### Saved entries
* * * *

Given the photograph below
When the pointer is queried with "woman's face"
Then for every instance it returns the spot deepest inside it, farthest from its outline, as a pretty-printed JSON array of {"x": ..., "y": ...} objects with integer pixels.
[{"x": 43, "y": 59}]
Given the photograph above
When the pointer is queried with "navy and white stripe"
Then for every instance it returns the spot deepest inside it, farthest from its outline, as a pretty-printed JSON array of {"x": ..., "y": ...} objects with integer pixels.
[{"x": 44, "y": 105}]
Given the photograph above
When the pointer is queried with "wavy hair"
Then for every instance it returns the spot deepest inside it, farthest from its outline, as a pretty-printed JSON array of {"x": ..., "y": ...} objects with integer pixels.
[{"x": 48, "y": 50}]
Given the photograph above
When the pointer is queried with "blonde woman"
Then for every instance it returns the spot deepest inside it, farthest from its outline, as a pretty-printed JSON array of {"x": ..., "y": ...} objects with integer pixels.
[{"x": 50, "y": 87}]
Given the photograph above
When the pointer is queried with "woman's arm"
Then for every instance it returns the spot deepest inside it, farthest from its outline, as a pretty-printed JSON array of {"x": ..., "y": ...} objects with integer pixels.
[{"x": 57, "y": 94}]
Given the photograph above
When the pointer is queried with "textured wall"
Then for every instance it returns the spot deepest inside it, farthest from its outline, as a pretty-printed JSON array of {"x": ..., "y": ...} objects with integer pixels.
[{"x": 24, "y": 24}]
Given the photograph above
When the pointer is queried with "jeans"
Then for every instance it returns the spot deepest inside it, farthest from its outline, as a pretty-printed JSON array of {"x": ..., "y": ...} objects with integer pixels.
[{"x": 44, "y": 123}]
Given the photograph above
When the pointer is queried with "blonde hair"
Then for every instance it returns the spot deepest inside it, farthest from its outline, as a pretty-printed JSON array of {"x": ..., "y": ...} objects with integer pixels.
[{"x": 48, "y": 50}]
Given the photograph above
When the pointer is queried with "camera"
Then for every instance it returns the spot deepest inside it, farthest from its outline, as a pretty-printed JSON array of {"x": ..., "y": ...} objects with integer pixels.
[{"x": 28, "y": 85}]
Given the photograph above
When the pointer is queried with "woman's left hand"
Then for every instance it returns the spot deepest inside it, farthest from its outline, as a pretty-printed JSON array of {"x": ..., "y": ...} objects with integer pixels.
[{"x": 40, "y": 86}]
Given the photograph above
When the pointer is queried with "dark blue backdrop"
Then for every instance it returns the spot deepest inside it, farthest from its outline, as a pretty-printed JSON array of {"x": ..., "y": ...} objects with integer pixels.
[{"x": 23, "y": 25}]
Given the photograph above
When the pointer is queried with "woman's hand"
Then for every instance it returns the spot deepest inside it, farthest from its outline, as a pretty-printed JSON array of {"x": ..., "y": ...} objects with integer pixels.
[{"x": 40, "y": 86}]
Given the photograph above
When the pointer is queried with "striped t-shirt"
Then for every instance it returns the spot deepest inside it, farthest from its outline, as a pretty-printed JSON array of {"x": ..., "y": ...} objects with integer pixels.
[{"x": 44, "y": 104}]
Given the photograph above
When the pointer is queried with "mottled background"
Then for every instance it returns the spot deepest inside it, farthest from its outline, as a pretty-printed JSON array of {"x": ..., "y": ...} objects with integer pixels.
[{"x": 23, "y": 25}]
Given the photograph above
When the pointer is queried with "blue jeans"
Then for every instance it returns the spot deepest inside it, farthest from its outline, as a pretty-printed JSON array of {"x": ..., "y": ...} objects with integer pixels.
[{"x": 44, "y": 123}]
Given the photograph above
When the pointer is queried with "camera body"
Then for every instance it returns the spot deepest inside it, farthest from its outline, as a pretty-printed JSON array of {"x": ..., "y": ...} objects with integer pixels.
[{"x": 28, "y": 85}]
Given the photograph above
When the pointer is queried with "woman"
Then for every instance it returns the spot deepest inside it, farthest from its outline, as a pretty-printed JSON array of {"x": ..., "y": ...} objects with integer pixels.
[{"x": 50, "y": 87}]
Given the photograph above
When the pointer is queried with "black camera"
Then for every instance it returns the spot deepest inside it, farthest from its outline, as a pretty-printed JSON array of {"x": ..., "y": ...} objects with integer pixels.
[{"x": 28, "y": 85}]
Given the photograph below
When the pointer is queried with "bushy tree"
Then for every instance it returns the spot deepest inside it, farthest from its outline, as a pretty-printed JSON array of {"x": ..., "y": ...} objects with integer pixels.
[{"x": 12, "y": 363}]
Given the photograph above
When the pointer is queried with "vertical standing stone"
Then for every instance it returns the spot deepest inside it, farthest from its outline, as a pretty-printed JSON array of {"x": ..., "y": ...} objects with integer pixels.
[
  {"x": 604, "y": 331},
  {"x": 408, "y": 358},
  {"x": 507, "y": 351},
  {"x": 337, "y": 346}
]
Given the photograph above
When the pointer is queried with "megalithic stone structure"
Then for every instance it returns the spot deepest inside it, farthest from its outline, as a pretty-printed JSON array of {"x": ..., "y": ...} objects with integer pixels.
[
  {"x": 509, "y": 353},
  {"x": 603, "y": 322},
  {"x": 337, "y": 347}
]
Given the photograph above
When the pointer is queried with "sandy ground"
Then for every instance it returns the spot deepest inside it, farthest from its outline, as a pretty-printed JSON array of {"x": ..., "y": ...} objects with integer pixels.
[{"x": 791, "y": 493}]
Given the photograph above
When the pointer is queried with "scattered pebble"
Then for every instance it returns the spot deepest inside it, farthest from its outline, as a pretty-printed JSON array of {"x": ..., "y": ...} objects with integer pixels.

* * * *

Copy every line above without changes.

### Problem solution
Given the photograph below
When the pointer is queried with "woman's face"
Then for every instance it returns the spot deepest inside it, farthest from its outline, as a pretty-printed JSON array of {"x": ..., "y": ...} objects with integer pixels.
[{"x": 43, "y": 59}]
Given the photograph above
When the pointer is queried with "navy and white stripe"
Then for every instance it returns the spot deepest inside it, farthest from its outline, as a pretty-printed JSON array of {"x": ..., "y": ...} objects with integer pixels.
[{"x": 44, "y": 105}]
Given the photograph above
When the pointer is queried with "wavy hair"
Then for every instance it returns the spot deepest inside it, farthest from its outline, as a pretty-printed JSON array of {"x": ..., "y": ...} objects with integer pixels.
[{"x": 48, "y": 50}]
Given the photograph above
When the pointer is queried with "blonde woman"
Then for every instance it returns the spot deepest inside it, farthest from its outline, as a pretty-printed JSON array of {"x": ..., "y": ...} objects with integer pixels.
[{"x": 50, "y": 87}]
Given the photograph above
When the pointer is queried with "woman's arm"
Then for every instance it returns the spot deepest inside it, farthest from its outline, as a pretty-printed JSON array of {"x": ..., "y": ...} objects with integer pixels.
[{"x": 57, "y": 94}]
Given the photograph above
When the pointer is queried with "textured wall"
Then for every instance it returns the spot deepest inside it, farthest from its outline, as a pretty-printed JSON array of {"x": ..., "y": ...} objects with integer pixels.
[{"x": 24, "y": 24}]
Given the photograph above
When the pointer is queried with "jeans"
Then for every instance it returns the spot deepest inside it, farthest from its outline, as a pretty-printed JSON array of {"x": ..., "y": ...} objects with integer pixels.
[{"x": 44, "y": 123}]
Given the photograph above
When the pointer is queried with "blonde hair"
Then for every instance it returns the spot deepest inside it, farthest from its outline, as a pretty-printed JSON array of {"x": ..., "y": ...} objects with integer pixels.
[{"x": 48, "y": 50}]
Given the photograph above
When the pointer is queried with "camera"
Then for every instance it returns the spot deepest inside it, farthest from its outline, as a pretty-printed JSON array of {"x": ..., "y": ...} objects with integer pixels.
[{"x": 28, "y": 85}]
Given the photograph above
When the pointer is queried with "woman's left hand"
Then for every instance it returns the spot deepest inside it, farthest from its outline, as a pretty-printed JSON array of {"x": ..., "y": ...} objects with integer pixels.
[{"x": 40, "y": 86}]
Given the photograph above
When the pointer is queried with "dark blue backdrop"
Then for every instance it returns the spot deepest inside it, farthest from its outline, as a pretty-printed JSON array of {"x": ..., "y": ...} objects with integer pixels.
[{"x": 23, "y": 25}]
Given the photograph above
When the pointer is queried with "woman's hand"
Then for every instance it returns the spot deepest inside it, farthest from its outline, as a pretty-printed JSON array of {"x": ..., "y": ...} objects with integer pixels.
[{"x": 40, "y": 86}]
Given the photograph above
When the pointer is queried with "striped t-shirt"
Then for every instance it returns the spot deepest inside it, farthest from its outline, as a pretty-printed JSON array of {"x": ..., "y": ...} objects with integer pixels.
[{"x": 44, "y": 104}]
Given the photograph above
When the pointer is queried with "mottled background"
Then for every instance it returns the spot deepest inside it, farthest from its outline, as a pretty-printed JSON array of {"x": ..., "y": ...} objects with integer pixels.
[{"x": 23, "y": 25}]
Given the photograph above
When the pointer is queried with "blue jeans"
Then for every instance it returns the spot deepest inside it, farthest from its outline, as a pretty-printed JSON array of {"x": ..., "y": ...} objects with integer pixels.
[{"x": 44, "y": 123}]
Given the photograph above
When the pointer is queried with "camera body"
Then for every instance it returns the spot deepest inside it, farthest from its outline, as a pretty-printed JSON array of {"x": ..., "y": ...} objects with integer pixels.
[{"x": 28, "y": 85}]
Given the photograph above
When the pointer is queried with "woman"
Then for every instance it returns the spot deepest inside it, farthest from its outline, as a pretty-printed JSON array of {"x": ..., "y": ...} objects with integer pixels.
[{"x": 50, "y": 87}]
Given the photograph above
When the pointer is queried with "black camera"
Then for every instance it returns the spot deepest inside it, farthest from its outline, as a pretty-printed JSON array of {"x": ..., "y": ...} objects with integer pixels.
[{"x": 28, "y": 85}]
Given the photograph below
When the pointer is queried with "bushy tree"
Then for every instance it returns the spot deepest inside it, farthest from its outline, as a pretty-printed JSON array of {"x": ..., "y": ...} objects with integer pixels.
[{"x": 12, "y": 363}]
Given the photograph above
When the pointer is queried with "vertical standing stone"
Then for every instance it returns the spot deepest inside it, farthest from its outline, as a pretty-printed JSON array of {"x": ..., "y": ...} objects with integer pixels.
[
  {"x": 604, "y": 331},
  {"x": 408, "y": 358},
  {"x": 507, "y": 351},
  {"x": 337, "y": 346}
]
Given the photograph above
When the pointer is queried with "megalithic stone structure"
Then for every instance it returns the spot deepest inside it, farthest from its outline, as a pretty-printed JSON array of {"x": ..., "y": ...} objects with integer pixels.
[
  {"x": 509, "y": 353},
  {"x": 603, "y": 322},
  {"x": 337, "y": 347}
]
Given the photograph above
When the pointer is queried with "sandy ground"
Then for every instance it returns the spot deepest inside it, farthest from its outline, as a pretty-printed JSON array of {"x": ..., "y": ...} objects with integer pixels.
[{"x": 791, "y": 493}]
Given the photograph above
When the pointer is queried with "scattered pebble"
Then for every instance it returns the spot deepest inside it, farthest from its outline, as a pretty-printed JSON array of {"x": ..., "y": ...} objects with integer pixels.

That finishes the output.